> **Source excerpt**
If $b^2 - 4ac < 0$ , then no real roots, and:
$ax^2 + bx + c > 0$
If $b^2 - 4ac \leq 0$ , and $a > 0$ , then:
$ax^2 + bx + c \geq 0$

(1) Prove that:

$a^2 + ac + c^2 \geq 3b(a - b + c)$

Rewriting the inequality:

$a^2 + ac + c^2 - 3ab + 3b^2 - 3bc \geq 0$

Group terms:

$3b^2 - 3(a + c)b + a^2 + ac + c^2 \geq 0$

This is a quadratic in $b$ :

$3b^2 - 3(a + c)b + (a^2 + ac + c^2) \geq 0$

Discriminant approach:

Let:

$D = 9(a + c)^2 - 4(3)(a^2 + ac + c^2)$ $= 9a^2 + 9c^2 + 18ac - 12a^2 - 12ac - 12c^2$ $= -3a^2 - 3c^2 + 6ac = -3(a - c)^2$

Since $(a - c)^2 \geq 0$ , we have:

$-3(a - c)^2 \leq 0 \Rightarrow D \leq 0$

Conclusion:

$3b^2 - 3(a + c)b + a^2 + ac + c^2 \geq 0$

Thus, the inequality is proven.

AM ≥ GM ≥ HM Inequality

Definitions:

Let $a_1, a_2, \ldots, a_n$ be positive real numbers.

Arithmetic Mean (AM):
$\text{AM} = \frac{a_1 + a_2 + a_3 + \cdots + a_n}{n}$
Geometric Mean (GM):
$\text{GM} = \left( a_1 a_2 a_3 \cdots a_n \right)^{1/n}$
Harmonic Mean (HM):
$\text{HM} = \frac{n}{\frac{1}{a_1} + \frac{1}{a_2} + \frac{1}{a_3} + \cdots + \frac{1}{a_n}}$

For two numbers $a$ and $b$ :

$\text{AM} = \frac{a + b}{2}$
$\text{GM} = \sqrt{ab}$
$\text{HM} = \frac{2}{\frac{1}{a} + \frac{1}{b}} = \frac{2ab}{a + b}$

Inequality Summary:

If $a_1, a_2, \ldots, a_n$ are all positive numbers, then:

$\text{AM} \geq \text{GM} \geq \text{HM}$

Equality holds if and only if:

$a_1 = a_2 = \cdots = a_n = k \quad \Rightarrow \quad \text{AM} = \text{GM} = \text{HM} = k$

Example: Numbers 1, 2, 4

Arithmetic Mean (AM):

$\text{AM}(1, 2, 4) = \frac{1 + 2 + 4}{3} = \frac{7}{3} \approx 2.33$

Geometric Mean (GM):

$\text{GM}(1, 2, 4) = (1 \cdot 2 \cdot 4)^{1/3} = 8^{1/3} = 2$

Harmonic Mean (HM):

$\text{HM}(1, 2, 4) = \frac{3}{\frac{1}{1} + \frac{1}{2} + \frac{1}{4}} = \frac{3}{1 + 0.5 + 0.25} = \frac{3}{1.75} = \frac{12}{7} \approx 1.71$

Proof of AM ≥ GM

Let $a$ , $b$ be positive real numbers.

> **Exercise a**
Answer these questions on the inequality notes:
(i) What does the discriminant D simplify to in the proof of part (1)?
(ii) What is the geometric mean of the numbers 1, 2, 4 in the worked example?
(iii) Under what condition does equality hold in AM ≥ GM ≥ HM?

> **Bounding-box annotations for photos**
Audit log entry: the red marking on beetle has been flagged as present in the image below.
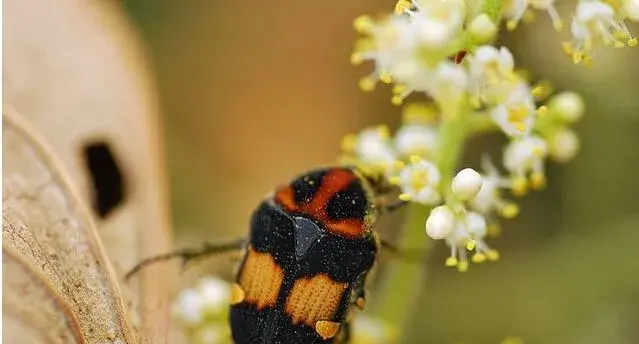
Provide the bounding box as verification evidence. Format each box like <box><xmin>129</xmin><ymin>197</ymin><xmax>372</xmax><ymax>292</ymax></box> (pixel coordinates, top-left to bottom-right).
<box><xmin>275</xmin><ymin>168</ymin><xmax>365</xmax><ymax>238</ymax></box>
<box><xmin>450</xmin><ymin>50</ymin><xmax>468</xmax><ymax>64</ymax></box>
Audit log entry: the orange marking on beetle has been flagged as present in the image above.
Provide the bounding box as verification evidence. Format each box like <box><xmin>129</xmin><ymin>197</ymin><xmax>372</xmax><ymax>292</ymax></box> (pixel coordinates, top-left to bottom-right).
<box><xmin>275</xmin><ymin>186</ymin><xmax>297</xmax><ymax>211</ymax></box>
<box><xmin>275</xmin><ymin>168</ymin><xmax>366</xmax><ymax>238</ymax></box>
<box><xmin>315</xmin><ymin>320</ymin><xmax>341</xmax><ymax>340</ymax></box>
<box><xmin>238</xmin><ymin>247</ymin><xmax>284</xmax><ymax>310</ymax></box>
<box><xmin>285</xmin><ymin>273</ymin><xmax>348</xmax><ymax>328</ymax></box>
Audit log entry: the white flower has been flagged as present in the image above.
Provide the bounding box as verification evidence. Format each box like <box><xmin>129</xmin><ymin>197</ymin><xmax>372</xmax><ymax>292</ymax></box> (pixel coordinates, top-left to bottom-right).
<box><xmin>390</xmin><ymin>155</ymin><xmax>441</xmax><ymax>205</ymax></box>
<box><xmin>406</xmin><ymin>0</ymin><xmax>466</xmax><ymax>50</ymax></box>
<box><xmin>452</xmin><ymin>168</ymin><xmax>482</xmax><ymax>200</ymax></box>
<box><xmin>549</xmin><ymin>129</ymin><xmax>579</xmax><ymax>162</ymax></box>
<box><xmin>342</xmin><ymin>126</ymin><xmax>396</xmax><ymax>170</ymax></box>
<box><xmin>548</xmin><ymin>92</ymin><xmax>585</xmax><ymax>123</ymax></box>
<box><xmin>351</xmin><ymin>16</ymin><xmax>415</xmax><ymax>91</ymax></box>
<box><xmin>469</xmin><ymin>45</ymin><xmax>515</xmax><ymax>86</ymax></box>
<box><xmin>395</xmin><ymin>124</ymin><xmax>437</xmax><ymax>157</ymax></box>
<box><xmin>623</xmin><ymin>0</ymin><xmax>639</xmax><ymax>21</ymax></box>
<box><xmin>174</xmin><ymin>277</ymin><xmax>231</xmax><ymax>326</ymax></box>
<box><xmin>468</xmin><ymin>13</ymin><xmax>497</xmax><ymax>43</ymax></box>
<box><xmin>426</xmin><ymin>205</ymin><xmax>455</xmax><ymax>240</ymax></box>
<box><xmin>564</xmin><ymin>0</ymin><xmax>637</xmax><ymax>62</ymax></box>
<box><xmin>445</xmin><ymin>212</ymin><xmax>499</xmax><ymax>271</ymax></box>
<box><xmin>505</xmin><ymin>0</ymin><xmax>563</xmax><ymax>30</ymax></box>
<box><xmin>429</xmin><ymin>61</ymin><xmax>468</xmax><ymax>113</ymax></box>
<box><xmin>490</xmin><ymin>81</ymin><xmax>537</xmax><ymax>137</ymax></box>
<box><xmin>470</xmin><ymin>158</ymin><xmax>519</xmax><ymax>218</ymax></box>
<box><xmin>504</xmin><ymin>135</ymin><xmax>548</xmax><ymax>195</ymax></box>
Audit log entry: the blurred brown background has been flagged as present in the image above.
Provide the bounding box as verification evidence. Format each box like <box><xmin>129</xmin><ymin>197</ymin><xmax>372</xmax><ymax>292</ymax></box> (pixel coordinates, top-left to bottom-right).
<box><xmin>124</xmin><ymin>0</ymin><xmax>639</xmax><ymax>344</ymax></box>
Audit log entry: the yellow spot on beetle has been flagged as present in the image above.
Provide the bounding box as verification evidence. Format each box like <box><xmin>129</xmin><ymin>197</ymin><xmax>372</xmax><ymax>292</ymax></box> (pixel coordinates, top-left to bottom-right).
<box><xmin>355</xmin><ymin>297</ymin><xmax>366</xmax><ymax>309</ymax></box>
<box><xmin>238</xmin><ymin>247</ymin><xmax>284</xmax><ymax>309</ymax></box>
<box><xmin>285</xmin><ymin>273</ymin><xmax>348</xmax><ymax>327</ymax></box>
<box><xmin>315</xmin><ymin>320</ymin><xmax>340</xmax><ymax>340</ymax></box>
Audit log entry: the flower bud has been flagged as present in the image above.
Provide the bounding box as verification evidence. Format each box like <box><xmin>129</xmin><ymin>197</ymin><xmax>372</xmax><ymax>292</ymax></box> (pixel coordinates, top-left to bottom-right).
<box><xmin>452</xmin><ymin>168</ymin><xmax>483</xmax><ymax>200</ymax></box>
<box><xmin>468</xmin><ymin>13</ymin><xmax>497</xmax><ymax>43</ymax></box>
<box><xmin>550</xmin><ymin>129</ymin><xmax>579</xmax><ymax>162</ymax></box>
<box><xmin>548</xmin><ymin>92</ymin><xmax>585</xmax><ymax>123</ymax></box>
<box><xmin>426</xmin><ymin>205</ymin><xmax>455</xmax><ymax>240</ymax></box>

> **Exercise b**
Gather every line of the records that contains the word "Audit". Case counts.

> **Output a**
(i) -3(a - c)^2
(ii) 2
(iii) When all the numbers are equal, a_1 = a_2 = ... = a_n = k, so that AM = GM = HM = k.

> **Output b**
Audit log entry: the red marking on beetle has been flagged as present in the image below.
Audit log entry: the orange marking on beetle has been flagged as present in the image above.
Audit log entry: the white flower has been flagged as present in the image above.
Audit log entry: the blurred brown background has been flagged as present in the image above.
Audit log entry: the yellow spot on beetle has been flagged as present in the image above.
Audit log entry: the flower bud has been flagged as present in the image above.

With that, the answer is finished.